## Problem details
Write out the lines of the listing below verbatim, starting at the line that contains "point: red fb" and continuing up to and including the line that contains "column 19, row 311".

## Coordinate annotation listing
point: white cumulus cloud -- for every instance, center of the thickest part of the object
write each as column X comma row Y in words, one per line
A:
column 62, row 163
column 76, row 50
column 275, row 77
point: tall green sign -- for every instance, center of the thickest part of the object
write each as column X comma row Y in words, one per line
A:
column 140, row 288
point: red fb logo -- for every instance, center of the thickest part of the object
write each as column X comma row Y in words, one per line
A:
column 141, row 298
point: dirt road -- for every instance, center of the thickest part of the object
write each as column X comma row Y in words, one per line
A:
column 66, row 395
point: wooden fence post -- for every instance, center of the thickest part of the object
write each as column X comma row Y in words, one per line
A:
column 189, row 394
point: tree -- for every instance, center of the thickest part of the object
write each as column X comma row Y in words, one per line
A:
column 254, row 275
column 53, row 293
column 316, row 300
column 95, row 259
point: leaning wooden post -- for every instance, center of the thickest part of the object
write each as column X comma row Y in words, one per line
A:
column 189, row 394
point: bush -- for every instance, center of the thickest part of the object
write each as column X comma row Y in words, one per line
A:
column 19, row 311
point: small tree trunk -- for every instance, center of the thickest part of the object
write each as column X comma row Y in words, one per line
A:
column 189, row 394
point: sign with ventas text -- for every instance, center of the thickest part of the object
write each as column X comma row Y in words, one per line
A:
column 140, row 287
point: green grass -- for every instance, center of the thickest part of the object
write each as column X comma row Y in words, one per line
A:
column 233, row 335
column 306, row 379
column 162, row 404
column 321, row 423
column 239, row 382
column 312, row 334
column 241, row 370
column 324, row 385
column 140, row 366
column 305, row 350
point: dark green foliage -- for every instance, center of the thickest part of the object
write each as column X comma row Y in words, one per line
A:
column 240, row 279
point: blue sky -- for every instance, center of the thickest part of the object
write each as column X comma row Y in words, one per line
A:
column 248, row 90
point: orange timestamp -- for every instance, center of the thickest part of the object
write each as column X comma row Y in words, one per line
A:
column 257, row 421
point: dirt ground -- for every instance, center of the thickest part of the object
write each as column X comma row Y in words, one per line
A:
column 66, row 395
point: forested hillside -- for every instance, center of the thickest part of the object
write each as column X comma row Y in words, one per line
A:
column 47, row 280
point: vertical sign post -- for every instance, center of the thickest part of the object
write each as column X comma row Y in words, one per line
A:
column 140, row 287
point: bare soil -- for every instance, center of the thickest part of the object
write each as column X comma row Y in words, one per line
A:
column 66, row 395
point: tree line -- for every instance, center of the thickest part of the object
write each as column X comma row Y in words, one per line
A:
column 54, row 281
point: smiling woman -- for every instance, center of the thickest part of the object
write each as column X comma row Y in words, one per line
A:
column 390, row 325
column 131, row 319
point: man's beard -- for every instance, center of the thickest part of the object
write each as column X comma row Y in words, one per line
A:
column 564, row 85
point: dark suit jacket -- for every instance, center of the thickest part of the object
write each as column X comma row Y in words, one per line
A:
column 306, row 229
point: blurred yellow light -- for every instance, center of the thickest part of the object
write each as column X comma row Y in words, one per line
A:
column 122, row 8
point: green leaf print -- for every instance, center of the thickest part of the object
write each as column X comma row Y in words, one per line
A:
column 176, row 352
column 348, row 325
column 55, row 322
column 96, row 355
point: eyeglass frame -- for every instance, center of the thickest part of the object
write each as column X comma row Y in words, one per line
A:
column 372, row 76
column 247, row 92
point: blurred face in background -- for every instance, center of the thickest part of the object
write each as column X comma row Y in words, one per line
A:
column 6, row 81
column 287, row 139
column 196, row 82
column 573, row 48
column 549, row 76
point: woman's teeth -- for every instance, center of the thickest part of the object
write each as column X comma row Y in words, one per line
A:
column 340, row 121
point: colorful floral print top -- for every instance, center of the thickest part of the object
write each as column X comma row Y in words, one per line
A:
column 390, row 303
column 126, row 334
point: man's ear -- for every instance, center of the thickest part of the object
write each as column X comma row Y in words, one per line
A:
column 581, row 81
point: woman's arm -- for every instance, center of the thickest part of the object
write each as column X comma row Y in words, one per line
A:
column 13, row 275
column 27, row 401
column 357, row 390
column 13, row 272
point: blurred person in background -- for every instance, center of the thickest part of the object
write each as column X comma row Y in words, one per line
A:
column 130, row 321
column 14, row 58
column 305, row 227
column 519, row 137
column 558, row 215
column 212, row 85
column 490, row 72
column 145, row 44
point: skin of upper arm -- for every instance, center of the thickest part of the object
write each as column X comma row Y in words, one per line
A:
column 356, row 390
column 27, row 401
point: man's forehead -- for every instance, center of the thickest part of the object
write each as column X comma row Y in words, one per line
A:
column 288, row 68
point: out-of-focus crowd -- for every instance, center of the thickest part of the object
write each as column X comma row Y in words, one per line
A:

## Complete response
point: red fb logo -- for every instance, center of the thickest part of the object
write each as column X comma row Y in words, one per line
A:
column 141, row 298
point: dirt road -- for every instance, center of the thickest part of the object
write each as column X comma row Y in words, one per line
A:
column 66, row 395
point: wooden fence post -- for every instance, center of the thickest part of the object
write each as column X comma row Y in words, one per line
A:
column 189, row 394
point: tree -- for every instance, center of the thickest part of the object
write each as column X comma row Y in words, one per line
A:
column 254, row 275
column 53, row 293
column 316, row 300
column 95, row 259
point: leaning wooden post -- for every instance, center of the thickest part of the object
write each as column X comma row Y in words, one per line
A:
column 189, row 394
point: bush -- for every instance, center of the thickest part of the object
write each as column X comma row Y in words, one per line
A:
column 19, row 311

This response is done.